**Provided passage:**
* * *

WeWork’s CEO and CFO both departed in May. And although the company restructured its debt earlier this year and has reduced its long-term lease obligations, it still lost $351 million on its operations in its most recent quarter, and it had free cash flow of negative $646 million in the first half of the year. That’s a problem, considering it has only $239 million in cash and cash equivalents on hand.
WeWork’s inability to straighten itself out suggests that the fundamental problem with the company was deeper than Neumann’s lack of focus. Instead, it was that his essential strategy was deeply risky and had no margin for error built into it. It was a strategy designed for the era when WeWork arose: Money was cheap and growth was everything. When times changed, it couldn’t.
WeWork’s core business, ultimately, is rent arbitrage: leasing spaces and then charging its customers more than it spends. (Steven Roth, founder of Vornado Realty Trust, toasted Neumann at a WeWork event in 2014 by joking that WeWork rented properties at half the asking price and charged its customers three times as much.) That’s not a terrible idea for a business, especially at a time when hybrid work arrangements are more popular than ever.
And WeWork supposedly had certain advantages. It packed in its customers: Where the typical office allocates 250 square feet per person, WeWork facilities offer just 50 square feet. Since WeWork became one of the biggest—if not the biggest—customers for commercial real estate in many cities, WeWork executives said it would have extra bargaining power with landlords, guaranteeing it good lease terms.
It all might have panned out if WeWork had built slowly and steadily and focused on being profitable. But that was antithetical to Neumann’s vision (and to the goals of the venture capitalists who backed him). Instead the idea was to get big at all costs—literally. In 2018, WeWork had $1.8 billion in revenue but a remarkable $1.9 billion in losses. In other words, it was spending more than twice what it was bringing in.
That kind of rapid expansion can make sense if you’re in a business where economies of scale matter a lot. But subleasing isn’t really that kind of business. More important, while WeWork touted itself as a flexible, adaptable, asset-light company, the reality was that it was making massive long-term commitments: Even today, after slimming down, it has $13.3 billion in long-term lease obligations.

* * *

**Questions on the material:**
1 - According to the WeWork passage, how many square feet per person do WeWork facilities offer?
2 - Extend the WeWork passage above, picking up right after its closing sentence about $13.3 billion in long-term lease obligations.

* * *

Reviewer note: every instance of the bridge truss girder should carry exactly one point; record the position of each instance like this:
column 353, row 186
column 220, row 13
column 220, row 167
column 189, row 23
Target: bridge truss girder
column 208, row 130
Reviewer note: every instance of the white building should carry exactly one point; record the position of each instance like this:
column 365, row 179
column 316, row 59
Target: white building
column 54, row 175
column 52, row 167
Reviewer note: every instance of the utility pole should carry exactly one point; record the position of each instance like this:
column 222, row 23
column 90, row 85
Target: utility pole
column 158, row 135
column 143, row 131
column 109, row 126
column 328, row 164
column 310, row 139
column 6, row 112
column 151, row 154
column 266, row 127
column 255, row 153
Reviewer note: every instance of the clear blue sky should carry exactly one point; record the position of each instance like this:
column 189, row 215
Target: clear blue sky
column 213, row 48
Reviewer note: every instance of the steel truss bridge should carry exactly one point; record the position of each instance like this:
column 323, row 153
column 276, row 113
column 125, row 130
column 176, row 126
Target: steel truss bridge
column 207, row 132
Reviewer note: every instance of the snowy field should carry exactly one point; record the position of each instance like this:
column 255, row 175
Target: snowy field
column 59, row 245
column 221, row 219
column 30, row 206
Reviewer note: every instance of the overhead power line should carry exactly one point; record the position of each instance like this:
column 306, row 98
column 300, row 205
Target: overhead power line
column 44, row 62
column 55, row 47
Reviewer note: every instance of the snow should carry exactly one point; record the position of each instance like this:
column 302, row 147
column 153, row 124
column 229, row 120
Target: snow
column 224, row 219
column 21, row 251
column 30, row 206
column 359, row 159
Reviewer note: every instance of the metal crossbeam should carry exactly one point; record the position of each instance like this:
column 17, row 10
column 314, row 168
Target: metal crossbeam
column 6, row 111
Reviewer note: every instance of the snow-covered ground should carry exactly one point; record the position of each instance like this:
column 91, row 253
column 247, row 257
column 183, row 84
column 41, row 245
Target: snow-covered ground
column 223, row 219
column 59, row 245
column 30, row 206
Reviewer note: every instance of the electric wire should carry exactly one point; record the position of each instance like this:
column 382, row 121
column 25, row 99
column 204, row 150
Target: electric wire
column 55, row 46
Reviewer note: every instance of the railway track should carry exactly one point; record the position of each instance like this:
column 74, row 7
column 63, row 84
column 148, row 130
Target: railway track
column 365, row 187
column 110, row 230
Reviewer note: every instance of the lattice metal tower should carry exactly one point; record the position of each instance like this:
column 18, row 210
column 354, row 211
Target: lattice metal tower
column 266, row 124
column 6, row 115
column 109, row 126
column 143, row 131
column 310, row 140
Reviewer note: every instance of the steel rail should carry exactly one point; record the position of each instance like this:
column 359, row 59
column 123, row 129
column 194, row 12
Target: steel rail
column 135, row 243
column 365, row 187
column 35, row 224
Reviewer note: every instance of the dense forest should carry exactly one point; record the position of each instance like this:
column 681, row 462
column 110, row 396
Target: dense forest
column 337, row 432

* * *

**Task-by-task results:**
1 - 50 square feet per person, compared with 250 in a typical office.

2 -
WeWork’s customers, by contrast, are mostly on short-term arrangements that they can easily get out of. So when demand for office space cratered during the pandemic, it put a big dent in the business. And even as that demand has returned, WeWork still doesn’t know how long most of its customers are going to stay. It has to keep working to stop churn, and it has to keep spending money to bring in new customers to counteract it. Far from being asset-light, WeWork is more anchored than its customers are.
This is a familiar story. WeWork touted itself as a totally new kind of company. But its decline looks uncannily similar to that of the U.S. arm of office-rental company Regus, which went bankrupt in 2003. Regus had expanded rapidly during the dot-com bubble, but it went bust when the bubble burst, the U.S. economy went into recession, and demand for office space plummeted. (It eventually came out of bankruptcy and, now wiser, is ironically one of WeWork’s chief competitors.)
Adam Neumann, then, wasn’t reinventing the office-space business so much as he was repeating a flawed strategy that others had tried before. It worked out great for him—he walked away from WeWork a billionaire. But it left his company in an impossible position. Neumann’s ethos was go big or go home. He went big. WeWork is on the verge of going home.